━━━━━ Dataset

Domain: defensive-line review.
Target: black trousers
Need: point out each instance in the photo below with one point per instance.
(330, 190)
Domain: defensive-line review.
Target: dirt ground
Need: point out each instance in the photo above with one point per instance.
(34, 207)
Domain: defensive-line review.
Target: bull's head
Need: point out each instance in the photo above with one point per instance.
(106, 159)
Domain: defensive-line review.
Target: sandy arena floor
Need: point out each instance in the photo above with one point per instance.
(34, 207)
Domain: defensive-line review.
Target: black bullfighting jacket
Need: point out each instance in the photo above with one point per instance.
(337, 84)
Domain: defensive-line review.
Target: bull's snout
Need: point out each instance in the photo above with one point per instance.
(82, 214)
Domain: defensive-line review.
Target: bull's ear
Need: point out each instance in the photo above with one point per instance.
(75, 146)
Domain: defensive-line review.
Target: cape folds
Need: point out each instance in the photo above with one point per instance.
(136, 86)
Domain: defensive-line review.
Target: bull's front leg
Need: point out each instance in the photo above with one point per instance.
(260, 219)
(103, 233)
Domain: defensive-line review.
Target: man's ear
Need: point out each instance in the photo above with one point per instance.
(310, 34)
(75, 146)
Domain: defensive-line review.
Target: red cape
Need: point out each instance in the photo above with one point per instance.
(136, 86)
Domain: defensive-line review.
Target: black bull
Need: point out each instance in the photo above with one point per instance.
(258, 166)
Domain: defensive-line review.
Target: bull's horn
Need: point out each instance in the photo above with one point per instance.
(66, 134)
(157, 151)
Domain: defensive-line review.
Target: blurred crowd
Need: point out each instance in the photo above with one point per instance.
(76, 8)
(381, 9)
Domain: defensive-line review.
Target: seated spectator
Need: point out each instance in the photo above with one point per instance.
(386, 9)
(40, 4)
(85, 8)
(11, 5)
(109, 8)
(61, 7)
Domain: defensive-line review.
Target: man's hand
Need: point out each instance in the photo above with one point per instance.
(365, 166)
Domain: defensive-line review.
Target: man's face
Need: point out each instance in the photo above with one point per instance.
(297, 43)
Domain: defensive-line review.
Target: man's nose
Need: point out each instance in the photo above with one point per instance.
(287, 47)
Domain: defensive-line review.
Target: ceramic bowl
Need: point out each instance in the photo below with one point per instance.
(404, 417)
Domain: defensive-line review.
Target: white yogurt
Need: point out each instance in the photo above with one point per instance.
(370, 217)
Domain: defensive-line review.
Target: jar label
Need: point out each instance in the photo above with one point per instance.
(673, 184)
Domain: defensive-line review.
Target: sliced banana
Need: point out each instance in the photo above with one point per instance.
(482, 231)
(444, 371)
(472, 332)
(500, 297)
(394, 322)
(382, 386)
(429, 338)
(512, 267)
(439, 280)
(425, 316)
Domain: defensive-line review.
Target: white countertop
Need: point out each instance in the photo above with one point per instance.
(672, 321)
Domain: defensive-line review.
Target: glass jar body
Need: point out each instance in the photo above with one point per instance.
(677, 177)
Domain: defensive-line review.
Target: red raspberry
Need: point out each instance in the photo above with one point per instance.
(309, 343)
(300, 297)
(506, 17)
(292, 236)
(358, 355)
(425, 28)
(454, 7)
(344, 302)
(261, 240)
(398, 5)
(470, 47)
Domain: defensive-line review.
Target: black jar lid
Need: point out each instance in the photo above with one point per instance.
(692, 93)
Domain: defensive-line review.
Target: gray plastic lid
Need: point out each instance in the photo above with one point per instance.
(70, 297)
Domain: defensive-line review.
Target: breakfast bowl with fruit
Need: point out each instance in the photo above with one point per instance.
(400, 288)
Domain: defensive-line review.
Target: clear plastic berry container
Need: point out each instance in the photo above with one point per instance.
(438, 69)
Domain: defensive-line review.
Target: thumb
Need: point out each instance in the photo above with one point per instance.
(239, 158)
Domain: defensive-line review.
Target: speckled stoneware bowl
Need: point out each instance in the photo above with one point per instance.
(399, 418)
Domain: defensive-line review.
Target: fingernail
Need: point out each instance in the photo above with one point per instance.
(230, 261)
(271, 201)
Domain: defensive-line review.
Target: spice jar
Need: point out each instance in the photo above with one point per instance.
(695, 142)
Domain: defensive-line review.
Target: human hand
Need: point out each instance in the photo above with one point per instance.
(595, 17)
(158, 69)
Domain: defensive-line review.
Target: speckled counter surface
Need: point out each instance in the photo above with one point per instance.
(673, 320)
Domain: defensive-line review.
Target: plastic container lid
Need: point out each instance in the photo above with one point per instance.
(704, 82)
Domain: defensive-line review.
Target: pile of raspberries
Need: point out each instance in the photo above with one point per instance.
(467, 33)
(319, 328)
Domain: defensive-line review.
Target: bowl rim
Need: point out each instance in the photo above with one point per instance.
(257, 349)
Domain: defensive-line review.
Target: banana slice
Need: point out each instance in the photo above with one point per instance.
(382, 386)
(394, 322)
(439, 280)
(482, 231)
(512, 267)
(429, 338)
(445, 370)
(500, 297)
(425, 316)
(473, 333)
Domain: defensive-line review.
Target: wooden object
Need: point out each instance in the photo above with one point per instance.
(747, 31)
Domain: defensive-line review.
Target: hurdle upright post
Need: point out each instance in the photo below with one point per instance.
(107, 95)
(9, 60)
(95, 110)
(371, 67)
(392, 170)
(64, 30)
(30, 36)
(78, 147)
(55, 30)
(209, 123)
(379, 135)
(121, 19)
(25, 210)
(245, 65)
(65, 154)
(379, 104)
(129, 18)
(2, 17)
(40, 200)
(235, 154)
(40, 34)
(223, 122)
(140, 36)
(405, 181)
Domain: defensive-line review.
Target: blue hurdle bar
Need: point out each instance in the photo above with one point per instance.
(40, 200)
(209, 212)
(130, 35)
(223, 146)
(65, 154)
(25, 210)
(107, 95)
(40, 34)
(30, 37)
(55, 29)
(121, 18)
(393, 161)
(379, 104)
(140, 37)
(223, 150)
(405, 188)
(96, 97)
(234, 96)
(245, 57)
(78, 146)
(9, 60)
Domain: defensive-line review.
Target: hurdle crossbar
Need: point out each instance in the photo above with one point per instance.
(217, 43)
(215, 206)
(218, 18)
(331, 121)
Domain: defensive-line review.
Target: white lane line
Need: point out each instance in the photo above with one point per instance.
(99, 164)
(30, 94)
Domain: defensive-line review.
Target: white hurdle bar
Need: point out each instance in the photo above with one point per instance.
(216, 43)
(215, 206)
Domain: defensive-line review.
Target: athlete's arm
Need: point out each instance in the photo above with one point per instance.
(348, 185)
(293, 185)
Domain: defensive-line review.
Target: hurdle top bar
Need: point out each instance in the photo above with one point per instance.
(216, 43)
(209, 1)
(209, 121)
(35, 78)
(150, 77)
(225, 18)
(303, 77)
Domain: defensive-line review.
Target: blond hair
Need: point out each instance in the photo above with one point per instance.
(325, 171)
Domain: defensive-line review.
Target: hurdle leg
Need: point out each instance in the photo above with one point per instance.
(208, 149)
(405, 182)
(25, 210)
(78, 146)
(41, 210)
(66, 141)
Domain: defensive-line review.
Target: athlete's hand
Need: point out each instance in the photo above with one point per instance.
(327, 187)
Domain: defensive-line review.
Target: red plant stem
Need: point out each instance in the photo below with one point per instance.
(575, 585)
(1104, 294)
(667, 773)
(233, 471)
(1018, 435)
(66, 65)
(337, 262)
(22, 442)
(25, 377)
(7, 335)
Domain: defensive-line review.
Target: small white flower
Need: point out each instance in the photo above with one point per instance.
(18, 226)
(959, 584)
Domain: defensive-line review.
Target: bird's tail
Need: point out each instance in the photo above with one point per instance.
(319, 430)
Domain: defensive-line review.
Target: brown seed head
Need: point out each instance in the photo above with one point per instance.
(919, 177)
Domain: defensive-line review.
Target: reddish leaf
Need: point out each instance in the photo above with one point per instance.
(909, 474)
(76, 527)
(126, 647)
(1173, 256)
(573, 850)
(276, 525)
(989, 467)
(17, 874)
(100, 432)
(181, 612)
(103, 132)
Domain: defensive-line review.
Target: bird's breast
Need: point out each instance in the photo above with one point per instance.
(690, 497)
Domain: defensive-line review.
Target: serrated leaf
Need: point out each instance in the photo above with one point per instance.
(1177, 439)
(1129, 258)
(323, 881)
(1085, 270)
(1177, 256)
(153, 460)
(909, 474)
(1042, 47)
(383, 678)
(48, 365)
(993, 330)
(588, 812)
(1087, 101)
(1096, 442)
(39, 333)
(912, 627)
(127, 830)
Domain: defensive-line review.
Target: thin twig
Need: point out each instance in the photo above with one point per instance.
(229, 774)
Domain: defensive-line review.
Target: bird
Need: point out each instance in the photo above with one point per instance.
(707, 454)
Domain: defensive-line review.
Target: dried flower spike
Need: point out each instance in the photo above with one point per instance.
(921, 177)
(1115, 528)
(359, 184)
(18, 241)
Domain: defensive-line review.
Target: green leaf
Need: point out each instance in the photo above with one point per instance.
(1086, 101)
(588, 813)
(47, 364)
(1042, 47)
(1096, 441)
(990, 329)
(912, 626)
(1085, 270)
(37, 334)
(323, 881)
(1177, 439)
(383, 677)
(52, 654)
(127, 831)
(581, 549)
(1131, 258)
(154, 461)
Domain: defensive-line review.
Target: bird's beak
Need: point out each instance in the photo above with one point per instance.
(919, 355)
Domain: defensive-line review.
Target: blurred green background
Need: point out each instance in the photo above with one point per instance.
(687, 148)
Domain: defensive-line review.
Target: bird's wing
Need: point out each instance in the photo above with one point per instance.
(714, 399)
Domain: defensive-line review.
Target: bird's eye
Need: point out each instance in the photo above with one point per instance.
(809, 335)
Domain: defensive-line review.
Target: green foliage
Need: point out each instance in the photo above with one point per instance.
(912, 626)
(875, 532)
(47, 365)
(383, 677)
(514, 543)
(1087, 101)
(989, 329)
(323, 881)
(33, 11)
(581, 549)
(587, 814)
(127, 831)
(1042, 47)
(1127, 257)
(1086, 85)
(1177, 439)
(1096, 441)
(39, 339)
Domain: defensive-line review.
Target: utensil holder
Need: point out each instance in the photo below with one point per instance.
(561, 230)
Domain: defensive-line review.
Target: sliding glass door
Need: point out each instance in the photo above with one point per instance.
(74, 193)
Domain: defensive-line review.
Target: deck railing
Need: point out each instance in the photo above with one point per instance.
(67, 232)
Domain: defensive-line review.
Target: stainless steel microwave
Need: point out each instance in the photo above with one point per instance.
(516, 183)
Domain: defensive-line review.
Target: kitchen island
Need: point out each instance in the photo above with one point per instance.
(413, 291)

━━━━━━━━━━

> _Exercise brief_: Which lines in the entries above contain the word "black"? Pull out every one of them.

> _Full response_:
Target: black trousers
Target: black bullfighting jacket
Target: black bull
Target: black jar lid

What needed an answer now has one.